» **Material provided**:
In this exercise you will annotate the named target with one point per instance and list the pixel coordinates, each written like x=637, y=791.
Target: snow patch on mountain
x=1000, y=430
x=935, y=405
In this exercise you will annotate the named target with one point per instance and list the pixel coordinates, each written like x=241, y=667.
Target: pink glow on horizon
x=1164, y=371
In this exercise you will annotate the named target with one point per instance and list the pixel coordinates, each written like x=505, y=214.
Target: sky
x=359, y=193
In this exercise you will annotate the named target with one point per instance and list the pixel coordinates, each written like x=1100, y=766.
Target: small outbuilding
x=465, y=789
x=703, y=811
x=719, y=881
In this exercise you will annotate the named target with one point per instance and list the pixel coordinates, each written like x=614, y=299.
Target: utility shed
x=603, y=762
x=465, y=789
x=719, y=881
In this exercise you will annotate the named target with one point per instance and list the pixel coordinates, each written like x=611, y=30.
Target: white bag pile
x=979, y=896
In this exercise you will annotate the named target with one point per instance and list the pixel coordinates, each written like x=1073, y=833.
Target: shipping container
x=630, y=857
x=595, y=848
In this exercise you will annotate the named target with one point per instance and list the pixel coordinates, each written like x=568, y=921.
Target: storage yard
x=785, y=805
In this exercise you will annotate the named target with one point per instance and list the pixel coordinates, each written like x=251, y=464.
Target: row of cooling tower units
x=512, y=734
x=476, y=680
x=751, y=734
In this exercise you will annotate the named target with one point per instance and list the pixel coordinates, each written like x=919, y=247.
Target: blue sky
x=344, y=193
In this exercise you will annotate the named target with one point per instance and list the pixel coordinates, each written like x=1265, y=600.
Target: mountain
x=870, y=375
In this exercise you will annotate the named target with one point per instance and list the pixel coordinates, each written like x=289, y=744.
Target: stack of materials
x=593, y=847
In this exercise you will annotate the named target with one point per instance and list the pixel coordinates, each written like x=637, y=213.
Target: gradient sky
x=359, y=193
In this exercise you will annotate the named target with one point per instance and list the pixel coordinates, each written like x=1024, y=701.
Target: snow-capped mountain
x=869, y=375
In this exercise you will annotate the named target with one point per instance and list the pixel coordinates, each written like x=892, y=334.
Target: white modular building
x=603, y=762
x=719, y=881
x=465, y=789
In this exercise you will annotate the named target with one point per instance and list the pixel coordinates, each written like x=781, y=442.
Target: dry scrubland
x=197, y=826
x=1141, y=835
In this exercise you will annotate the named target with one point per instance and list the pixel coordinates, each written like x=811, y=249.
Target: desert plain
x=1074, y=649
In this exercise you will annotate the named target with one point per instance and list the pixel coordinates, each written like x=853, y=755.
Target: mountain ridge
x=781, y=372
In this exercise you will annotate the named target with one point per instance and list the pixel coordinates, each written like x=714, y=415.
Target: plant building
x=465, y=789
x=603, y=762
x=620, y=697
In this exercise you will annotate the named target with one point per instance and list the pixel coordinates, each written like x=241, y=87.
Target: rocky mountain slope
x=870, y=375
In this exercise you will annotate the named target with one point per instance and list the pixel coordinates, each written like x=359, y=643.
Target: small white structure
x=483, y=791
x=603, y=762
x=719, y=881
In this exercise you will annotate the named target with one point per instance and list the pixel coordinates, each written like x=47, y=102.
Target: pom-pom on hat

» **Exercise goal**: Copy the lines above unchanged, from the line that contains "like x=1265, y=600." through the line that contains "x=1074, y=649", with both of those lines included.

» **Worked answer**:
In this exercise you will annotate the named target with one point per instance and list the pixel coordinates, each written like x=1265, y=600.
Target: mountain
x=870, y=375
In this exercise you will annotate the named target with one point per instance and list the pixel coordinates, each written like x=289, y=744.
Target: stack of materials
x=593, y=847
In this exercise you will annotate the named target with one point per instance and list the pixel coordinates, each written like x=637, y=213.
Target: gradient sky
x=359, y=193
In this exercise you will annotate the named target with one point per instance and list the pixel coordinates, each written like x=1024, y=701.
Target: snow-capped mountain
x=869, y=375
In this exercise you will annotate the named target with one point per instance and list the pixel coordinates, each written like x=892, y=334.
Target: white modular building
x=603, y=762
x=719, y=881
x=465, y=789
In this exercise you will annotate the named target with one point per instance and list the pixel coordinates, each written like x=781, y=442.
Target: dry scrubland
x=197, y=826
x=1141, y=835
In this exercise you will annotate the named target with one point per instance and list the pixel coordinates, each written like x=811, y=249.
Target: desert plain
x=1074, y=649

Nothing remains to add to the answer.